* [Written exercise] Nothing in the records may be left out or altered; reproduce them all exactly.

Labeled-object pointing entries
◆ ◆ ◆ ◆ ◆ ◆ ◆

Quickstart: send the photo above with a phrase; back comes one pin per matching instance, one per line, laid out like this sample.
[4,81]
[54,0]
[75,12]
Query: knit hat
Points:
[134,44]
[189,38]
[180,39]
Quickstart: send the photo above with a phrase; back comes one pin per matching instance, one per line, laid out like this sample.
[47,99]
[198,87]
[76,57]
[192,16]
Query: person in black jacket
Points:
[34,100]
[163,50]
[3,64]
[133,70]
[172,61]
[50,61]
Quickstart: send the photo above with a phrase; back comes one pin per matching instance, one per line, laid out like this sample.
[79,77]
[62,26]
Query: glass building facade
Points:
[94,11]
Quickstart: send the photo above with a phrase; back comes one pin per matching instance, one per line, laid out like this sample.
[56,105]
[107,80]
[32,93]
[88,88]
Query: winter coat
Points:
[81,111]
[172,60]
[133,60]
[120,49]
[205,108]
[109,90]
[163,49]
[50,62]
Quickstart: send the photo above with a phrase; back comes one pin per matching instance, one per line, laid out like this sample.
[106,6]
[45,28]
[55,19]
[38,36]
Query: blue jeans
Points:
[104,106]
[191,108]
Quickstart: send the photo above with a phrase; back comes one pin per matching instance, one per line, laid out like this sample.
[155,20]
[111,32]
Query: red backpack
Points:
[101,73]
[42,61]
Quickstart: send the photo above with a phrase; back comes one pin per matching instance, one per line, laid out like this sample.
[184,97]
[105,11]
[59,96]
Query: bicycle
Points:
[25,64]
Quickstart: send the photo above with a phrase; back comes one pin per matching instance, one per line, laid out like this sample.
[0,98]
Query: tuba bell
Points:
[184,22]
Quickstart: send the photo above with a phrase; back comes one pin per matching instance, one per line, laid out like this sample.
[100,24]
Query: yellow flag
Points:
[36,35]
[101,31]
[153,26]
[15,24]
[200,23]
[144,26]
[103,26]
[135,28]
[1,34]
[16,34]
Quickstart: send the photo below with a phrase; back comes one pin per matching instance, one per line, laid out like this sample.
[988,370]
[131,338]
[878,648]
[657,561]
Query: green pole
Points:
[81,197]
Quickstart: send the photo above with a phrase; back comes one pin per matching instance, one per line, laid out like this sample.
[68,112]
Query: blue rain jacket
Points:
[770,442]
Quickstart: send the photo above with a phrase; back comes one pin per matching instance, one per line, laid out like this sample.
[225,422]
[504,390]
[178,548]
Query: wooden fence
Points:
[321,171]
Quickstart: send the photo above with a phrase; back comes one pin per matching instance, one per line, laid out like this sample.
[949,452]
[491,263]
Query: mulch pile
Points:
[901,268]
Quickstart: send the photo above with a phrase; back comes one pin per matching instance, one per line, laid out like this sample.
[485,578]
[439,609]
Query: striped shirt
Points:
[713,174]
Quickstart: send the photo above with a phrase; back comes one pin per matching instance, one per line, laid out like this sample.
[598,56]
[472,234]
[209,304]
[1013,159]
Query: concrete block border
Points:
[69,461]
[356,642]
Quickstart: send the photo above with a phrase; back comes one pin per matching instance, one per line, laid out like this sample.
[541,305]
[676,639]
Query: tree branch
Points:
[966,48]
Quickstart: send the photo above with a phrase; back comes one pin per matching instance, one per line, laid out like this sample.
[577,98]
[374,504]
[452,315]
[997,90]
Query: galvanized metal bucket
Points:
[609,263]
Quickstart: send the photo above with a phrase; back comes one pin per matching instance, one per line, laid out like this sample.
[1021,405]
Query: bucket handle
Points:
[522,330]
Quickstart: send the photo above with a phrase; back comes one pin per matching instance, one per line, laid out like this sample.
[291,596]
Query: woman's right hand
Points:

◆ ◆ ◆ ◆ ◆ ◆ ◆

* [Correct result]
Quickstart: send the photo above with a phrase; back comes one pin per matching instance, one per line, laid out like this sample.
[4,81]
[54,0]
[75,12]
Query: knit hat
Points:
[134,44]
[189,38]
[180,39]
Quickstart: send the photo above with a phrase; back comes one pin per matching instance, one per line, laid out like this sample.
[47,99]
[198,87]
[76,57]
[192,16]
Query: person in black jacket
Points:
[34,100]
[163,50]
[3,64]
[133,70]
[172,61]
[50,61]
Quickstart: send the photo above with a phrase; back comes one pin per matching instance, one per line, laid out like this sample.
[79,77]
[62,26]
Query: glass building facade
Points:
[94,11]
Quickstart: send the photo above with a phrase; back comes one pin per matching instance, one per line, laid out like this sample.
[56,105]
[107,80]
[32,93]
[88,88]
Query: winter coat
Points:
[81,111]
[172,60]
[133,60]
[120,49]
[205,108]
[109,90]
[163,49]
[50,62]
Quickstart: send the photo above with a phrase; back comes one pin per matching instance, one per line, laid out like this sample.
[106,6]
[45,28]
[55,19]
[38,36]
Query: blue jeans
Points:
[104,106]
[191,108]
Quickstart: send the photo above with a phrase; back comes one pin per matching instance, one per line, laid out like this sample.
[155,20]
[111,32]
Query: red backpack
Points:
[101,73]
[42,61]
Quickstart: send the photo above with a phrase; back comes one pin per matching instance, one per line, laid out like this sample.
[184,97]
[105,11]
[59,96]
Query: bicycle
Points:
[25,64]
Quickstart: send the photo above with a phrase; back comes one pin per matching instance, one per line, laid out like this sample.
[0,98]
Query: tuba bell
Points:
[184,22]
Quickstart: send the photo above with a phrase; back comes one pin per matching instance, one per line, laid out like this sample.
[100,24]
Query: yellow flag
Points:
[36,35]
[101,31]
[153,26]
[15,24]
[200,23]
[144,26]
[103,26]
[135,28]
[1,34]
[16,34]
Quickstart: send the photo below with a phrase; back comes one pin per matching instance, one per line, laid out like this sample.
[988,370]
[131,338]
[878,648]
[657,561]
Query: green pole
Points:
[81,197]
Quickstart: send the photo above with a phrase; back comes one pin per matching instance, one per line, laid out like this sample.
[68,112]
Query: blue rain jacket
Points:
[770,442]
Quickstart: send the photo above with a phrase; back comes one pin per matching instance, one per line, laid out like this sample.
[225,422]
[504,390]
[178,548]
Query: wooden fence
Points:
[321,171]
Quickstart: send the photo above with a phrase; back comes one pin per matching instance, one per line, laid out like this sample.
[949,452]
[491,263]
Query: mulch pile
Points:
[901,268]
Quickstart: send the photo above with a phrase; back comes one pin per matching instance, one per line, laid out like this sample.
[485,578]
[439,609]
Query: striped shirt
Points:
[713,174]
Quickstart: send the photo above with a phrase; back comes one pin per matching instance, one per line, laid out like this sample.
[598,56]
[472,234]
[209,304]
[1013,159]
Query: concrete block border
Points:
[69,461]
[356,642]
Quickstart: send the photo above with a phrase; back comes one pin per matching instance, one per line, laid out like this sample.
[541,305]
[676,639]
Query: tree branch
Points:
[966,48]
Quickstart: send the photo above with a phrase; back comes one pin per matching instance, one per line, laid out like this sample.
[577,98]
[374,504]
[452,315]
[997,90]
Query: galvanized metal bucket
Points:
[609,263]
Quickstart: send the photo above with a phrase; back comes one pin per matching instance, one per line, laid out like this sample.
[1021,405]
Query: bucket handle
Points:
[522,330]
Quickstart: send the photo above with a phrase; back comes one pin per matching instance, one per line, laid out like this sample.
[291,596]
Query: woman's right hand
Points:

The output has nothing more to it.